**Exercise description**
Would you please output the data exactly, omitting no line?

====== Given information ======

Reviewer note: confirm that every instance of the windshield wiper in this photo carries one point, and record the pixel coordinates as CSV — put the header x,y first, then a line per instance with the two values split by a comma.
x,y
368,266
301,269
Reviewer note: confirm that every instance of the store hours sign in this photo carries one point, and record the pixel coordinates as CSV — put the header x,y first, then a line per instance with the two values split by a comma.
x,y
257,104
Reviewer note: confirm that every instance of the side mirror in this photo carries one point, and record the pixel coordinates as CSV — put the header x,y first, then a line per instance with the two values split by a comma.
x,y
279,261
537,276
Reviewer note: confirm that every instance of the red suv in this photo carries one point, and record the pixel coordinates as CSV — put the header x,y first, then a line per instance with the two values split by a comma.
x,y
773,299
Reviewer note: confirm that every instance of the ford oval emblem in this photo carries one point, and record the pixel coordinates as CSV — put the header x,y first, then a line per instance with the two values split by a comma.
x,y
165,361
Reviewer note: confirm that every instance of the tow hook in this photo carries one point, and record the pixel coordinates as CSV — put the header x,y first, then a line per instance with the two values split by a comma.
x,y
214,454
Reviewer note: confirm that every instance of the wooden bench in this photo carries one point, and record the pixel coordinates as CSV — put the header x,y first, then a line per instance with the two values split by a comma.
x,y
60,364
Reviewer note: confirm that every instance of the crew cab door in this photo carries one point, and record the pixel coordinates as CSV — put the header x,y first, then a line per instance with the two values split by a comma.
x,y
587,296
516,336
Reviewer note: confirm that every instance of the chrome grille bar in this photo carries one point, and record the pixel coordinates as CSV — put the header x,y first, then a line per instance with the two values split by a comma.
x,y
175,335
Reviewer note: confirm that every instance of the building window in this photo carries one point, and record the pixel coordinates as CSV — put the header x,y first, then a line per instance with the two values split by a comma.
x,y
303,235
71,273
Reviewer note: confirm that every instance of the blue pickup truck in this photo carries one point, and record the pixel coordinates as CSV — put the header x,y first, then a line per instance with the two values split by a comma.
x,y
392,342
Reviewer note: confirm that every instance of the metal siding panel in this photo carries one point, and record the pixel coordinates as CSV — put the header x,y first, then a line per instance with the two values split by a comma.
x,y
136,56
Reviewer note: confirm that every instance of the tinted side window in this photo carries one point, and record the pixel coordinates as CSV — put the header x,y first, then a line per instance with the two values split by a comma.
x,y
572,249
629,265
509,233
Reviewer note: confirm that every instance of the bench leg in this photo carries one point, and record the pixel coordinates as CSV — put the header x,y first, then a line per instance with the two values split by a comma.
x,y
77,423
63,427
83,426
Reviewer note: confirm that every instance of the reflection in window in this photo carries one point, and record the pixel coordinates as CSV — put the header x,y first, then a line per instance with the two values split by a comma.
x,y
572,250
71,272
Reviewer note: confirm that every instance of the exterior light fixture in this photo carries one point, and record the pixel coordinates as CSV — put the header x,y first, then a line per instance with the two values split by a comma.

======

**The answer**
Reviewer note: confirm that every instance of the windshield wiper in this photo carries one point, and record the pixel coordinates as CSV — put the header x,y first, then a line per instance with the two values split by a comma.
x,y
368,266
301,269
Reviewer note: confirm that every instance of the store hours sign in this photo carries one point, and record the pixel coordinates as CSV — put the header x,y first, then a line per instance with the two values split by a comma.
x,y
257,104
Reviewer note: confirm that every instance of the side mirror in this photo carries one point, and record the pixel coordinates as CSV — put the header x,y first, then a line per instance with the two values split by a comma.
x,y
279,261
537,276
Reviewer note: confirm that every instance of the red suv in this photo carries one point, and record the pixel coordinates as CSV — put the header x,y first, then a line per instance with the two values split by a comma.
x,y
773,299
Reviewer note: confirm that every instance of the ford oval emblem in this photo carries one point, and record the pixel coordinates as CSV — put the header x,y first, then a line per instance with the two values split by a comma.
x,y
165,361
Reviewer note: confirm that every instance of the tow hook in this photo carries one point, and record the pixel coordinates as CSV — put the header x,y first, then a line per instance with the two values split by a comma.
x,y
214,454
Reviewer note: confirm that every instance of the wooden bench in this photo carries one point, and record the pixel coordinates as CSV — put the header x,y first, then a line per instance with the two values split by a comma.
x,y
60,364
Reviewer note: confirm that every instance of the crew cab door in this photo carries one point, and record the pixel coordinates as CSV — put the header x,y first, then a line per instance with the two values split by a comma.
x,y
587,296
516,336
Reviewer note: confirm that every instance of the chrome grille bar in this photo carries one point, and record the pixel coordinates as CSV — put the header x,y first, then a line per instance with the two values split by a comma.
x,y
175,335
Reviewer note: confirm that every instance of the building window in this photo carries one point, and record the pixel coordinates as CSV — put the header x,y first, then a line per instance with the two values split by a comma.
x,y
303,235
71,273
Reviewer note: confirm that every instance of the blue pickup truck in this photo carries one point, and record the pixel coordinates as CSV — put the header x,y first, then a line per instance with the two values split by a comma.
x,y
392,342
Reviewer note: confirm that every instance of the metal siding panel in this photo carries one point, and record the pixel coordinates as CSV — put the header x,y first, then a line per instance with the two values split by a comma.
x,y
136,56
Reviewer note: confirm that every instance of the tinted side window in this photo carries one point, and record the pixel coordinates as CSV — put the header x,y first, then a line per instance with the two values split by a comma.
x,y
572,249
629,265
509,233
Reviewer note: confirm that every instance of the bench leg in this photo carries one point, and record the pixel coordinates as CSV — put the header x,y first, then a line per instance with the two values split by a comma.
x,y
77,423
63,427
83,426
Reviewer note: confirm that every instance of the reflection in window in this photo carries one point, and record the pixel coordinates as CSV — put the header x,y first, then a line per instance with the two values split by a comma.
x,y
572,250
71,272
Reviewer note: confirm that every instance of the exterior light fixture in this photo carries one point, and record the pixel coordinates as CSV — put the header x,y first, then a line per instance with the two values split by a comma.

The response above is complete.